■ Work to do:
Copy out all of the records below line by line, with no word or number changed.

■ Information provided:
======

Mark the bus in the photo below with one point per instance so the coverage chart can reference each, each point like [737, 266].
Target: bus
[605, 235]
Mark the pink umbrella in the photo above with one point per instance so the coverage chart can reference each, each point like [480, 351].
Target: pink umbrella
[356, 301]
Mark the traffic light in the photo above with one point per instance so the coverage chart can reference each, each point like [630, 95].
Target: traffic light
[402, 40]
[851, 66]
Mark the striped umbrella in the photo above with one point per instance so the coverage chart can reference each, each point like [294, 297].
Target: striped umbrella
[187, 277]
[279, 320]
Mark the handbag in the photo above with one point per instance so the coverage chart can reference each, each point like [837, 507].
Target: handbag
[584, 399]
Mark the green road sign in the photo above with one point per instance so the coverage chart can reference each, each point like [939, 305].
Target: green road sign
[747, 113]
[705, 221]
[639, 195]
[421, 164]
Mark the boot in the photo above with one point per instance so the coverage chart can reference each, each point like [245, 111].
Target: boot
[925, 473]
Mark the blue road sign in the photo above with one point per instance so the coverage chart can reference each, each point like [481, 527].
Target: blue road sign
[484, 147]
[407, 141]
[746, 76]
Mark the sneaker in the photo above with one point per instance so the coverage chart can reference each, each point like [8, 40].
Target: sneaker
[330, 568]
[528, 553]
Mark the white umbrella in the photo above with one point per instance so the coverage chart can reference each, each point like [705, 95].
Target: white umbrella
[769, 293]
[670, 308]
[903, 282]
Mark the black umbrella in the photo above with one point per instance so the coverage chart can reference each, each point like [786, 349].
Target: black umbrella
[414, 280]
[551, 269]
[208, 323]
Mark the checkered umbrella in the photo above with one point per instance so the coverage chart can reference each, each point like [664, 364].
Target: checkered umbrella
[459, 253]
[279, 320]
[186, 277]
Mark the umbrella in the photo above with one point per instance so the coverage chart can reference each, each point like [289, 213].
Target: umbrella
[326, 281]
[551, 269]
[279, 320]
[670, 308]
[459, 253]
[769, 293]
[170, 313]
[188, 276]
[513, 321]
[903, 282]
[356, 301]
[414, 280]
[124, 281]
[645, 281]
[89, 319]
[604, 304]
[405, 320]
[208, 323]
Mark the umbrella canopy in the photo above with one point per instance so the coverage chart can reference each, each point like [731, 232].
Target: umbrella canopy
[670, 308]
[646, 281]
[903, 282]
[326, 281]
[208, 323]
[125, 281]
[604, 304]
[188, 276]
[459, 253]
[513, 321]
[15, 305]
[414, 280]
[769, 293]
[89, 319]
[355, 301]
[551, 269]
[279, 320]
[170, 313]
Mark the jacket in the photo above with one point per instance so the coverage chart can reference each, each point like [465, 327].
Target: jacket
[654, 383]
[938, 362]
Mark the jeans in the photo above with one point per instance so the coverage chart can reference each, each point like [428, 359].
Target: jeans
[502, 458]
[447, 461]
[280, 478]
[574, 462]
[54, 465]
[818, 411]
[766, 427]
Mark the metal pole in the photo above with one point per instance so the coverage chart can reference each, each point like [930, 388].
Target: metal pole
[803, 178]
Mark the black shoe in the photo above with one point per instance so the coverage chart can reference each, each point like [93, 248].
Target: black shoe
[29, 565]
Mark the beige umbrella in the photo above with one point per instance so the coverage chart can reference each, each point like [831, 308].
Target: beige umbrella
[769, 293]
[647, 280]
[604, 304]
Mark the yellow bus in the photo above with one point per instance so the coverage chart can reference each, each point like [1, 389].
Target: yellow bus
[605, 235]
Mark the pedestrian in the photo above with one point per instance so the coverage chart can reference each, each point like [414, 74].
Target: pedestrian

======

■ Completed task:
Mark the bus in the photo below with one point per instance so the coverage chart can reference each, each point like [737, 266].
Target: bus
[605, 235]
Mark the pink umbrella in the photo above with one point per instance so the coverage chart can reference each, each point like [480, 351].
Target: pink umbrella
[356, 301]
Mark the traffic light in the photo above with one point per instance so the coverage chart can reference each, each point like [630, 95].
Target: traffic light
[402, 40]
[851, 66]
Mark the striped umbrella in the photo above with one point per instance so the coverage chart can reference each, each point like [294, 297].
Target: striped umbrella
[187, 277]
[279, 320]
Mark the handbag in the photo above with one point per instance so the coverage chart can reference each, each point like [837, 507].
Target: handbag
[584, 399]
Mark the green road sign in the photo above with one point per instance so the coverage chart can reference each, each point like [939, 305].
Target: green road sign
[747, 113]
[705, 221]
[639, 195]
[421, 164]
Mark the boot in the photo above with one point per instance so the coverage chart can reference each, each point like [245, 111].
Target: boot
[925, 473]
Mark the blue road sign in the photo above with one point per instance so the coverage chart can reference each, each point like [481, 527].
Target: blue road sign
[484, 147]
[407, 141]
[746, 76]
Mark the sneaker in the photo above with one point per instance so the coverage chart can reference each, each point like [8, 40].
Target: sneaker
[330, 568]
[528, 553]
Mark the white umbrella in the photo above with one point per instance so the coverage chart can reference each, each point like [705, 95].
Target: white umbrella
[769, 293]
[670, 308]
[903, 282]
Mark the black umbrella in the photo above with one point per instance so the coverage chart can reference each, each point like [786, 349].
Target: black umbrella
[414, 280]
[551, 269]
[208, 323]
Mark the checkered umbrella in the photo above with one point per instance so the coverage chart can reference each, each point like [664, 364].
Target: checkered umbrella
[459, 253]
[279, 320]
[186, 277]
Mark the umbrella in the photo above with one point per instance so the coverage chart can reference each, each point like [289, 213].
Target: umbrella
[326, 281]
[551, 269]
[279, 320]
[670, 308]
[459, 253]
[769, 293]
[170, 313]
[188, 276]
[513, 321]
[903, 282]
[356, 301]
[414, 280]
[124, 281]
[645, 281]
[89, 319]
[604, 304]
[405, 320]
[208, 323]
Mark the umbrella canopy in the photo above with one point per instance so the coverage chart can reference each, each point like [731, 232].
Target: umbrella canopy
[670, 308]
[646, 281]
[903, 282]
[326, 281]
[208, 323]
[125, 281]
[604, 304]
[188, 276]
[459, 253]
[513, 321]
[15, 305]
[414, 280]
[769, 293]
[89, 319]
[355, 301]
[551, 269]
[279, 320]
[170, 313]
Mark the jacket in the photo above with one point per instance so the coverage chart can reference each, each point like [465, 327].
Target: jacket
[654, 383]
[938, 362]
Mark the jeans in the photo above with one point per instance so the coverage chart can reference each, each point like [428, 359].
Target: jeans
[502, 458]
[447, 461]
[280, 478]
[574, 462]
[54, 465]
[818, 411]
[766, 427]
Mark the metal pole in the photo above with one point per instance so the coverage chart can reference each, each point like [930, 388].
Target: metal pole
[803, 178]
Mark the black shoe in the photo above with one point per instance so the coverage chart can reference each, each point like [93, 248].
Target: black shoe
[29, 565]
Mark the beige umbrella in the photo above with one point per instance so the coverage chart can reference each, each point like [831, 308].
Target: beige umbrella
[769, 293]
[647, 280]
[604, 304]
Mark the yellow bus in the photo above with one point per instance so the coverage chart can reference each, each point like [1, 389].
Target: yellow bus
[605, 235]
Mark the pedestrian in the photo above with one point per instance so the coverage chart can reference each, each point like [414, 74].
Target: pedestrian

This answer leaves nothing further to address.